(Your assignment):
Return exactly the listing's lines, from its first line to the line holding "Target: concrete column", ends included.

(Records to process):
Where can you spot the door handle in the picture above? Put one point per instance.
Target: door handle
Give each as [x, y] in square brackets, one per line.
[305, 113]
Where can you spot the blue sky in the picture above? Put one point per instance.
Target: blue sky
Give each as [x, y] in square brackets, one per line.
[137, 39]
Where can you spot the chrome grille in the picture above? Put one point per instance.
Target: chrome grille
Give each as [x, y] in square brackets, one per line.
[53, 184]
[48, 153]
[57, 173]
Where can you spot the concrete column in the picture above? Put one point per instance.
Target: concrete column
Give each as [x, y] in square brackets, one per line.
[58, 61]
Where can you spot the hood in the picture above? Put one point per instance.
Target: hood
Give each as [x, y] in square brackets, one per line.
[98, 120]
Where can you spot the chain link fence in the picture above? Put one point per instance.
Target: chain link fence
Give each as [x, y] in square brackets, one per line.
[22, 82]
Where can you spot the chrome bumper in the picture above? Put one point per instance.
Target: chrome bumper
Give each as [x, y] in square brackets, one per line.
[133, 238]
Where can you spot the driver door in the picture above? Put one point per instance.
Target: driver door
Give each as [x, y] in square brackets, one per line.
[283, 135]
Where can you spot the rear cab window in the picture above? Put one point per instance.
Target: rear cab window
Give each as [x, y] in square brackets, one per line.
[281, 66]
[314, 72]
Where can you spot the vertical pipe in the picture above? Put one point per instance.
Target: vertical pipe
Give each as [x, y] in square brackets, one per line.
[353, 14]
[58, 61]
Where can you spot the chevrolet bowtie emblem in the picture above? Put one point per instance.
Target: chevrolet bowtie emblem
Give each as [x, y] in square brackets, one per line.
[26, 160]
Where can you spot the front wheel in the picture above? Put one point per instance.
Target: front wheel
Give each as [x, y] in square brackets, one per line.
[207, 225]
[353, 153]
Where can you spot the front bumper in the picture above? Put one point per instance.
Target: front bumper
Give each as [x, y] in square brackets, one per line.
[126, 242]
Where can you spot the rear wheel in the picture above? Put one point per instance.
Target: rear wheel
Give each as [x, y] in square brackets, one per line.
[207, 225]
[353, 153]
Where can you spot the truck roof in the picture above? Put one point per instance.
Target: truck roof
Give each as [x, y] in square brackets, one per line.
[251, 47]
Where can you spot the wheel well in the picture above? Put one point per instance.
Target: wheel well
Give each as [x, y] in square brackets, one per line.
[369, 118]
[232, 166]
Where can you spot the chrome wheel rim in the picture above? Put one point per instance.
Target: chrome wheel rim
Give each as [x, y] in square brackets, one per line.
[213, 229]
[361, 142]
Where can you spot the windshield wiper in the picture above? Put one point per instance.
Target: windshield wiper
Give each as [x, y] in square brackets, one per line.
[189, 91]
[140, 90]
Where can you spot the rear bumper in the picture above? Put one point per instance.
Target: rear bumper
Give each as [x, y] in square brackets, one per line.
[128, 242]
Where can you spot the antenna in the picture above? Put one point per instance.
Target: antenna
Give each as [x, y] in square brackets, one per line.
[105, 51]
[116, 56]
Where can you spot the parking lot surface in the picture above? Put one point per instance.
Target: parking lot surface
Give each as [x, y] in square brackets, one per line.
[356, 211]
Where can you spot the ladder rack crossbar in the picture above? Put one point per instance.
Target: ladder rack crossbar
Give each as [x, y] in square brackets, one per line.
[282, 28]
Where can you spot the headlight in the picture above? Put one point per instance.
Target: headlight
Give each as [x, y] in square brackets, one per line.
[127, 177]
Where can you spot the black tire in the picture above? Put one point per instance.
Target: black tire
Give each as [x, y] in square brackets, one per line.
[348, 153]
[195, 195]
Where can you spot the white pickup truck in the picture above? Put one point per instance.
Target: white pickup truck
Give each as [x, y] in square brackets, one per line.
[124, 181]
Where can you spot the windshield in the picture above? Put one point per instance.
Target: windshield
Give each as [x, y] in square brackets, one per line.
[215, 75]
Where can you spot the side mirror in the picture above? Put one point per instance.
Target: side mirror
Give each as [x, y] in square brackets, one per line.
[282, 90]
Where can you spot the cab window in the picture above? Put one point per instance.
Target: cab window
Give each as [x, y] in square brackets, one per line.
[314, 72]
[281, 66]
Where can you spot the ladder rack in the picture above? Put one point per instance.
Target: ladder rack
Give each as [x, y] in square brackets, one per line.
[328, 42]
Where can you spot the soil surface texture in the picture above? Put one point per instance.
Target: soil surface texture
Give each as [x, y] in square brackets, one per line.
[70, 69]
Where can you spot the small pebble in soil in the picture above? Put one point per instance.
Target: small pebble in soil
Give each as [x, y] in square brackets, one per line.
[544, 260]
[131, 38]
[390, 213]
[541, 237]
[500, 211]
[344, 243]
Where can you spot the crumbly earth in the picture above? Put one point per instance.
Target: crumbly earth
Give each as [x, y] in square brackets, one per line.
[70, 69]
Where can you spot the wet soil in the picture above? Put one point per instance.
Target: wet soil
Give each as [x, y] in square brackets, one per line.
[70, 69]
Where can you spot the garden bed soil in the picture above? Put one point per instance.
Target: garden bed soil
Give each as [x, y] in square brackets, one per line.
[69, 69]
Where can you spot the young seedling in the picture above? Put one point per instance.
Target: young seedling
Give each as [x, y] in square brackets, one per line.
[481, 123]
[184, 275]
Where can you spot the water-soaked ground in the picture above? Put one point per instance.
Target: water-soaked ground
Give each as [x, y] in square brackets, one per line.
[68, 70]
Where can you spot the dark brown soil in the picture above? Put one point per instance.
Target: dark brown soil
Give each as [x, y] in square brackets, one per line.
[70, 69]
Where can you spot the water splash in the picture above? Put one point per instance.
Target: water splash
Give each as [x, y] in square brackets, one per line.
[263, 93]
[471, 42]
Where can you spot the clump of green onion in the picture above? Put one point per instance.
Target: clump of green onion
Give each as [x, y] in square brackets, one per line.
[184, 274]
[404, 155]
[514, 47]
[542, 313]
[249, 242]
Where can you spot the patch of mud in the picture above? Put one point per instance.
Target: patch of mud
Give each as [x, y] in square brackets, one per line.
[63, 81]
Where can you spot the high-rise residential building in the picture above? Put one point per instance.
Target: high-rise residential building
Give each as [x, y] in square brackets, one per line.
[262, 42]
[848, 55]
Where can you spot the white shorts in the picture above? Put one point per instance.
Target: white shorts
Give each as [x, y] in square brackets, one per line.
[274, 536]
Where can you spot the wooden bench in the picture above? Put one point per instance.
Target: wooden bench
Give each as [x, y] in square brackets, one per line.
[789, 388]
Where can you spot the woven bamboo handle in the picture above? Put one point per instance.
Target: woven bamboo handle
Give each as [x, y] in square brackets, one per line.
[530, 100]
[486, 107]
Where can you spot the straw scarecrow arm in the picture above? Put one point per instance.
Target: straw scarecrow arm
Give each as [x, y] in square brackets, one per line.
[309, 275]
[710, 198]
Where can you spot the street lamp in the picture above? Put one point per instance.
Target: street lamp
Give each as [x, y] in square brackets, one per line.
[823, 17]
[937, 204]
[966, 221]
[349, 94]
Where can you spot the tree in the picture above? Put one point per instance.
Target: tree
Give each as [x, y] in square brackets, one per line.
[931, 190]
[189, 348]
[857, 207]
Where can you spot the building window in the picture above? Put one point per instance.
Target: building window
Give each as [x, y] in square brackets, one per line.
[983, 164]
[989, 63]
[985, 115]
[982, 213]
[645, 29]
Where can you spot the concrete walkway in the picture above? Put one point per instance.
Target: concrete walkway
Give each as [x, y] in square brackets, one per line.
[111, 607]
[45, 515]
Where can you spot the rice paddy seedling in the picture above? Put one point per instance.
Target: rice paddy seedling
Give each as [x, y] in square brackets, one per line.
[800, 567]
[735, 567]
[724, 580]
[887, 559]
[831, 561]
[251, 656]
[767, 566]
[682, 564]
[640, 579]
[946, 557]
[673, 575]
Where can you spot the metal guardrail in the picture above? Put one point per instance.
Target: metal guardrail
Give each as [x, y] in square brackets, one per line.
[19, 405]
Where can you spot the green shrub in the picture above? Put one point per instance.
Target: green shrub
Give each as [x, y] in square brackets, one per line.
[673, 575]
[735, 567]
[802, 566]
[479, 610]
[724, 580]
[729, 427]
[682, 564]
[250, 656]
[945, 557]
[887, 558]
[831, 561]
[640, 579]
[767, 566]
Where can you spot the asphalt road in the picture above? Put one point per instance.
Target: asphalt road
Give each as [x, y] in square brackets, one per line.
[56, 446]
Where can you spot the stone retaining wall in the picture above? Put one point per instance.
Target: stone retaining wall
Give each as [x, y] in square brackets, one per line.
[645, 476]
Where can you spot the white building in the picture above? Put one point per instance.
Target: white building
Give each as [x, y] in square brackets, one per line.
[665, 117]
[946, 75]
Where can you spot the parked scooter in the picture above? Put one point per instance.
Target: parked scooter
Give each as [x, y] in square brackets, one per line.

(Task output):
Where can you spot the door handle in the picture above? Put one point per instance.
Target: door handle
Give each as [x, y] in square brackets, one per line.
[305, 113]
Where can you spot the blue sky in the picture above? Put one point per instance.
Target: blue sky
Give each as [x, y] in square brackets, one per line.
[137, 39]
Where can you spot the chrome grille in the picture above? Put one point per instance.
Target: chrome grille
Give each as [x, y] in square brackets, one per line.
[53, 184]
[48, 153]
[57, 173]
Where can you spot the concrete column in the picture above? Put one point per instance.
Target: concrete column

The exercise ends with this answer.